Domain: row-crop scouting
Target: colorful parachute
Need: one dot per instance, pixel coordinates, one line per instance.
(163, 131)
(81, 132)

★ ★ ★ ★ ★

■ PROBLEM TO SOLVE ■
Output the line that contains "Need: one dot", followed by every later line in the listing, with no line omitted and none added.

■ TASK SOLUTION ■
Need: one dot per instance, pixel coordinates, one line per instance.
(163, 131)
(81, 132)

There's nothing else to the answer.